/---

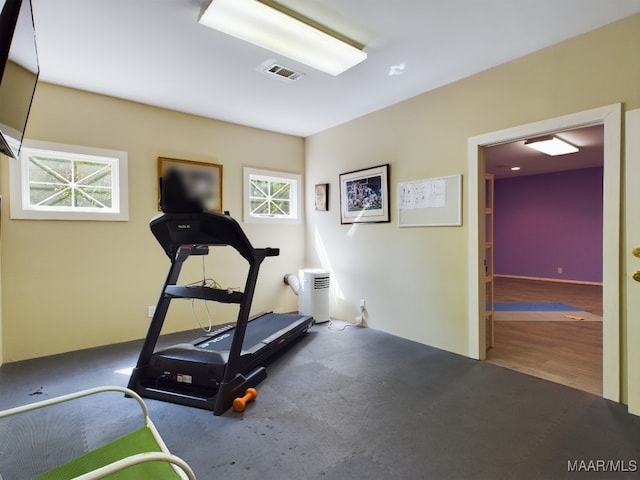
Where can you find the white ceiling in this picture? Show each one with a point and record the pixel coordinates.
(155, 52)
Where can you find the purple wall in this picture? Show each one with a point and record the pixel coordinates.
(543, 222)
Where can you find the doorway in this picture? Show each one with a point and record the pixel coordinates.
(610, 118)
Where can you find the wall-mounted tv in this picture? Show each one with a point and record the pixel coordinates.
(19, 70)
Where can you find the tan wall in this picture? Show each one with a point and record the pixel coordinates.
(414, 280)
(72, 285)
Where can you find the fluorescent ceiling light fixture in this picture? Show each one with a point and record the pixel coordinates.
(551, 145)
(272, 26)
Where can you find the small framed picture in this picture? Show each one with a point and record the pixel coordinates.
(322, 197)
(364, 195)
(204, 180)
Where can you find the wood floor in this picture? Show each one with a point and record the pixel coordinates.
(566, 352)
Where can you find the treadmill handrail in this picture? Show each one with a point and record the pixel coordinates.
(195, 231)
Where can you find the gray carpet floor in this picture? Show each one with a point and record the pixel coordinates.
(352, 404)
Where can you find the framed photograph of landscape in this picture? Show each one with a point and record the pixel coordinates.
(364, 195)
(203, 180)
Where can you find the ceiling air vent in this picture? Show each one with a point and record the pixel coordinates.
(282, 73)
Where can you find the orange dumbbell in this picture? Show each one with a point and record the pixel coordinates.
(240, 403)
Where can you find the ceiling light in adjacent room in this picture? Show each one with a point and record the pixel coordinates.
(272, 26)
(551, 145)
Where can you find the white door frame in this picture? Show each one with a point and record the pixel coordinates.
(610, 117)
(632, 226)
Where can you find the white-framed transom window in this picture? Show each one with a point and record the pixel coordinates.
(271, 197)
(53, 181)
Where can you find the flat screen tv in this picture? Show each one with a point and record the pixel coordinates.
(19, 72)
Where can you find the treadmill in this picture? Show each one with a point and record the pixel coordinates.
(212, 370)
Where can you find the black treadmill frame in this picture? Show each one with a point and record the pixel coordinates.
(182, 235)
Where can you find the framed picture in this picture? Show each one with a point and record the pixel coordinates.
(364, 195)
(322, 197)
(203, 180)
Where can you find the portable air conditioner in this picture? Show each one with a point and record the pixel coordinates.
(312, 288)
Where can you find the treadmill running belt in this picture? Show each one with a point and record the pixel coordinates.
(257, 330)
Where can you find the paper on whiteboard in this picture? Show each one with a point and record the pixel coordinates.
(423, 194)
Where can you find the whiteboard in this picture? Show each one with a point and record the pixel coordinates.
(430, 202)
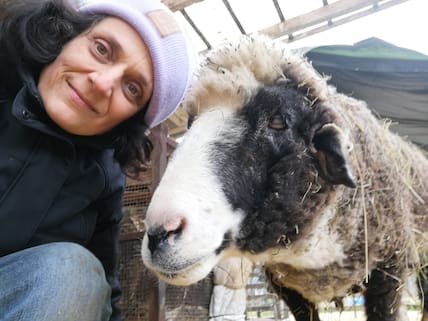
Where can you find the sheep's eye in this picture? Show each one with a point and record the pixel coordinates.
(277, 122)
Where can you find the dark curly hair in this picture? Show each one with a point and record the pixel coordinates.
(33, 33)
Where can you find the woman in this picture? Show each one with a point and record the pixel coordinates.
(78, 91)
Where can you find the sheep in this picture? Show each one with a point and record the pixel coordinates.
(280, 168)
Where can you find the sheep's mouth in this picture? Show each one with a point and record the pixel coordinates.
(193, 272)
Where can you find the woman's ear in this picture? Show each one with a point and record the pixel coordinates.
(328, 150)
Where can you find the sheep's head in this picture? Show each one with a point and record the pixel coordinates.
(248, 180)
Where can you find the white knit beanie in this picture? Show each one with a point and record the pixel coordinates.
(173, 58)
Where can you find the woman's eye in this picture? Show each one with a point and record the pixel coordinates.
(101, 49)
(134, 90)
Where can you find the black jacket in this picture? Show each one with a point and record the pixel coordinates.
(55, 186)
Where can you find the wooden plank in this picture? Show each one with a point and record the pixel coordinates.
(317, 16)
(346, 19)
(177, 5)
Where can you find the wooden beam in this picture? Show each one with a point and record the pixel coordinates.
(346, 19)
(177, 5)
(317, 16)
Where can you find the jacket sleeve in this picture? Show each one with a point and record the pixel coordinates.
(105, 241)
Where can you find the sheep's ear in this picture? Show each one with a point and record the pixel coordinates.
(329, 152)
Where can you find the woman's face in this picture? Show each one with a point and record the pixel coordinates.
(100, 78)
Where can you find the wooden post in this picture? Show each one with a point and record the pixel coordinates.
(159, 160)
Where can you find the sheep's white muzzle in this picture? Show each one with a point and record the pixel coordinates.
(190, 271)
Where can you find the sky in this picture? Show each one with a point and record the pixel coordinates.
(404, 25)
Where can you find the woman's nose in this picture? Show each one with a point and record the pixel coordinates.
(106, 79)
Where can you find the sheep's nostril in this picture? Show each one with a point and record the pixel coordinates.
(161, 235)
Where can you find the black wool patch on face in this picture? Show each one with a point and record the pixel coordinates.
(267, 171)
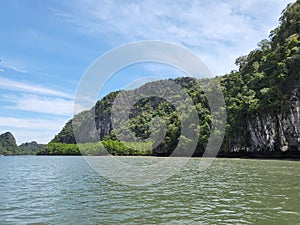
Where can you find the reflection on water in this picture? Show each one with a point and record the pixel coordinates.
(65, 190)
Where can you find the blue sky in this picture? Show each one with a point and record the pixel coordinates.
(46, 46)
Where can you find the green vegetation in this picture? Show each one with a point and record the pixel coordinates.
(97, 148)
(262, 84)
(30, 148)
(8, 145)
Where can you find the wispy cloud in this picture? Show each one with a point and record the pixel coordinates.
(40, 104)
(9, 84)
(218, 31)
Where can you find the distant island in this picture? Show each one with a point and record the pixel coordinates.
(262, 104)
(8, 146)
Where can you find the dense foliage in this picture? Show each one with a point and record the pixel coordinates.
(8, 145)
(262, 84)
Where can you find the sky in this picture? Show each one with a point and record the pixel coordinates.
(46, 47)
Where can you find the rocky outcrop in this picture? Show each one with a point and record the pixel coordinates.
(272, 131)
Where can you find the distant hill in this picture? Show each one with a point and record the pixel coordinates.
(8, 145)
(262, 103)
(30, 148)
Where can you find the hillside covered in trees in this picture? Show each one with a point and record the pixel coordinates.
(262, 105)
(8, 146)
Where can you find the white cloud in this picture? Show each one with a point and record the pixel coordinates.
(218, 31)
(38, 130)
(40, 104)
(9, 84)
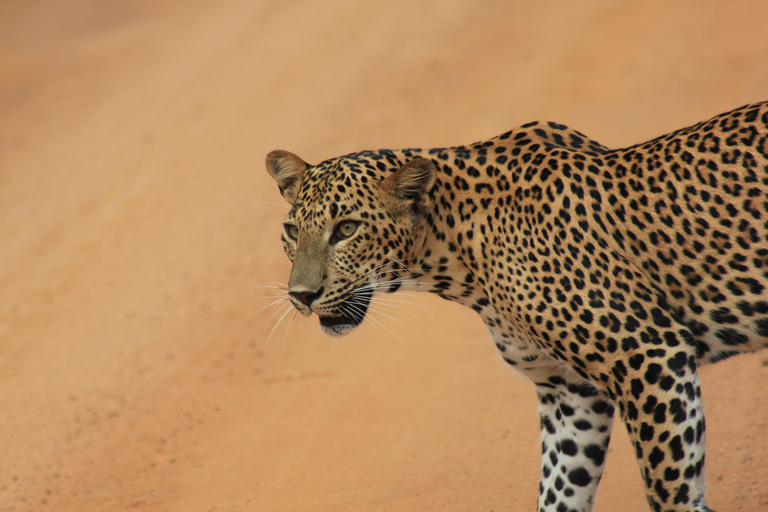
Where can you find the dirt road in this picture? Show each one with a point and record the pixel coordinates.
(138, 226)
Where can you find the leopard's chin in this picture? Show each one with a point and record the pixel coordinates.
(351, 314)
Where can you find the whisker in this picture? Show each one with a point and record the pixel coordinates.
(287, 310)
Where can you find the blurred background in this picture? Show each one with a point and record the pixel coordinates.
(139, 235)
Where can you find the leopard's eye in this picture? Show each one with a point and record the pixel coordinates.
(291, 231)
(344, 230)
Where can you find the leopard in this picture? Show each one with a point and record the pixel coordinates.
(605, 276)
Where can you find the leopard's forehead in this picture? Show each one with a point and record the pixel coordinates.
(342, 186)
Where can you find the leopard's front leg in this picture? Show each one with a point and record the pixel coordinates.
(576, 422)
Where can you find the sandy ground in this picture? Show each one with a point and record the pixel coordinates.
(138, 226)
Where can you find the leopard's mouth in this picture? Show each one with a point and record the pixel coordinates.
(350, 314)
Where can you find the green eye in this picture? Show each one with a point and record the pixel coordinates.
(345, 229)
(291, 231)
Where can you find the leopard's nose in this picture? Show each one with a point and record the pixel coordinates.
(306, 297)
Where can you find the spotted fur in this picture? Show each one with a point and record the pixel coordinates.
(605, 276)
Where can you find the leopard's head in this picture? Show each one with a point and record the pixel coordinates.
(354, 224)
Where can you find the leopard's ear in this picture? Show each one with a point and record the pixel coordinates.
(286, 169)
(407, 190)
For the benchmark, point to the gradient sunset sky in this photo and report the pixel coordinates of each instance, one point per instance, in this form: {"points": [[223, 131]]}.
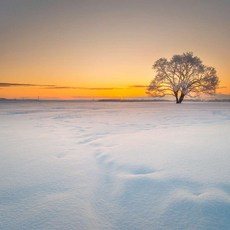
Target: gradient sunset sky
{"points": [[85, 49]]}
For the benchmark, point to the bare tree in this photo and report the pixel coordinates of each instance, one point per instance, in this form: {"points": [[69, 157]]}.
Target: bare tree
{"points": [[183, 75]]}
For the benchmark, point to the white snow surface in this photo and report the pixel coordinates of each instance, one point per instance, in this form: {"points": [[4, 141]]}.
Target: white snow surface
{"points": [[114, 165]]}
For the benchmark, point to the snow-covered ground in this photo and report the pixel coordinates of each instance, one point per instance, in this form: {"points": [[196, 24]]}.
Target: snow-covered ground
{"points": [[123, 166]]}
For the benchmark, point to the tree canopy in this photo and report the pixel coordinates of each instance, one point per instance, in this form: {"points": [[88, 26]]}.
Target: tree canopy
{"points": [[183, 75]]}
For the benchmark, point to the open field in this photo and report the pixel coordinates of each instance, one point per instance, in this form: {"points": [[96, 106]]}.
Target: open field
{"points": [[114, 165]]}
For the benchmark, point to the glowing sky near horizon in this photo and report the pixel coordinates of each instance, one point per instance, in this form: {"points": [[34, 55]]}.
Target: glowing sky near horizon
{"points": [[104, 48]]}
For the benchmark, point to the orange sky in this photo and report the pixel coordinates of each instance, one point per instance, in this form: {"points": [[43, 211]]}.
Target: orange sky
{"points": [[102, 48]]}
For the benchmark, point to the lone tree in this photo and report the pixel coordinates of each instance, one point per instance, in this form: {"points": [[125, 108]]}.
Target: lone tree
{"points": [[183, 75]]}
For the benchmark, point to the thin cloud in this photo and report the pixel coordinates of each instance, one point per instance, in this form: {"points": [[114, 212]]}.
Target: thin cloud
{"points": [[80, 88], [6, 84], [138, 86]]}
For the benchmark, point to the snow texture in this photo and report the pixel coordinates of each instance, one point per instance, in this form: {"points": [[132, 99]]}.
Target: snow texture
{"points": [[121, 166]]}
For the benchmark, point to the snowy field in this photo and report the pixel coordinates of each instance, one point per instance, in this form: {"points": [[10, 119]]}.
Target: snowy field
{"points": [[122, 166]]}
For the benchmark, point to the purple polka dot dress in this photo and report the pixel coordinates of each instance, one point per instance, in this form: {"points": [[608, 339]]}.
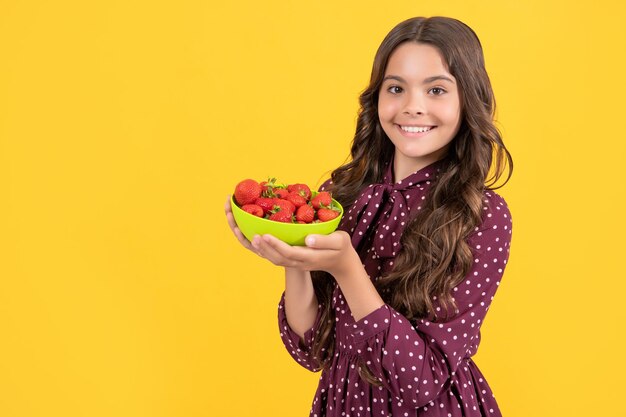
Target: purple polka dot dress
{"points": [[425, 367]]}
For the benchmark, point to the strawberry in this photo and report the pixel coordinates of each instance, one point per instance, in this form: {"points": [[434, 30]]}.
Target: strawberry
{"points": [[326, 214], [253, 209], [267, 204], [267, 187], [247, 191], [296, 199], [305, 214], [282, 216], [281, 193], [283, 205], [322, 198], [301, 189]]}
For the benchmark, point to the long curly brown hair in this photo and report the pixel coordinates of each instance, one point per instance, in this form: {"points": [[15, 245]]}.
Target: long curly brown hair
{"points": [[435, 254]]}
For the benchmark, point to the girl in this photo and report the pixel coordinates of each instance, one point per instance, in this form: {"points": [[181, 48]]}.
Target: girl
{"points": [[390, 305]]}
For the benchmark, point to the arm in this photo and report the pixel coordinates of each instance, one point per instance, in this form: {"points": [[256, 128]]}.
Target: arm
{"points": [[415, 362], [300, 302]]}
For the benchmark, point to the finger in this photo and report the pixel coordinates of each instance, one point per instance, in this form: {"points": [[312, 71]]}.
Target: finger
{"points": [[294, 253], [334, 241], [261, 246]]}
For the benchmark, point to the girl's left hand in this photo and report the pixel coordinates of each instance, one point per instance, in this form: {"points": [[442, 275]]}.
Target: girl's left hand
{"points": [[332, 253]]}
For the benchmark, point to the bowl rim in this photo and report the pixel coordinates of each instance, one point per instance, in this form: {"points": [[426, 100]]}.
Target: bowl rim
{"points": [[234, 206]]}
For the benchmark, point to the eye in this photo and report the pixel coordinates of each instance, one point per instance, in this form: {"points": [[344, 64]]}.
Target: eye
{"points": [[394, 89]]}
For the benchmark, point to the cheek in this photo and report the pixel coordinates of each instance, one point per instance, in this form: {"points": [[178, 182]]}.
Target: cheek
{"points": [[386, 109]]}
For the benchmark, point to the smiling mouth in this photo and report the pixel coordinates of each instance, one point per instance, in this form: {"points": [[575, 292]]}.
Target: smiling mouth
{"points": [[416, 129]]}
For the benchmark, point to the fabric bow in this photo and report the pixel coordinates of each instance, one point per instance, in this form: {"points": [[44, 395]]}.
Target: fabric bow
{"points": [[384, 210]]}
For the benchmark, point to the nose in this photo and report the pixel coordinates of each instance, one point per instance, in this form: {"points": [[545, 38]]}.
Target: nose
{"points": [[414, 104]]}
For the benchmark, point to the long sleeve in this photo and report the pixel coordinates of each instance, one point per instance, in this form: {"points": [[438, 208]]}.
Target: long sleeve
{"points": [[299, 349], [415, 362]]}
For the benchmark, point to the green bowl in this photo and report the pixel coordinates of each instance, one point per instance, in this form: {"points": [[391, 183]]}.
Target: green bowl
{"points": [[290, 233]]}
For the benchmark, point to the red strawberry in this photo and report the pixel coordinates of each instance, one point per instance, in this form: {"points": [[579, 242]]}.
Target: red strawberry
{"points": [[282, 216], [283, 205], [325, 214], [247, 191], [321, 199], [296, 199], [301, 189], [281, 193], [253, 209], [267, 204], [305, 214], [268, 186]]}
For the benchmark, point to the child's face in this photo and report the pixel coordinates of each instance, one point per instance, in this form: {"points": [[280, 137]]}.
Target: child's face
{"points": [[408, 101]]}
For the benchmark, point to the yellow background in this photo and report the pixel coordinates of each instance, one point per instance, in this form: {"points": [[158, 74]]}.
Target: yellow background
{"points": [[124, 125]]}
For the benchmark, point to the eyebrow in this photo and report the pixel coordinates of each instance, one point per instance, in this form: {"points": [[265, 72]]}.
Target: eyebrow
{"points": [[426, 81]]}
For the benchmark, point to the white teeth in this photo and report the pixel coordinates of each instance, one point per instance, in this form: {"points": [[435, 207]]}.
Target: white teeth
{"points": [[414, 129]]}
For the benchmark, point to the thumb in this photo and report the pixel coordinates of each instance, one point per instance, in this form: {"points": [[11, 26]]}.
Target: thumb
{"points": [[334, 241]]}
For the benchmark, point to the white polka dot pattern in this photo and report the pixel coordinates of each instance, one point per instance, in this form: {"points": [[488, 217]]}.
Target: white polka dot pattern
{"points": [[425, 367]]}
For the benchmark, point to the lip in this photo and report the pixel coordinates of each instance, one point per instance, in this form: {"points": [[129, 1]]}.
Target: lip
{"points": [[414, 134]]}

\---

[TASK PROMPT]
Starting at the line that contains "For the benchmark, point to the lip" and continuing through the end of the items, rewrite those lines with "lip" changed to "mouth" and nothing else altered.

[THE OUTPUT]
For the benchmark, point to the mouth in this photo and report the pixel coordinates of each instance, one point per instance, in this form: {"points": [[129, 1]]}.
Target: mouth
{"points": [[414, 134]]}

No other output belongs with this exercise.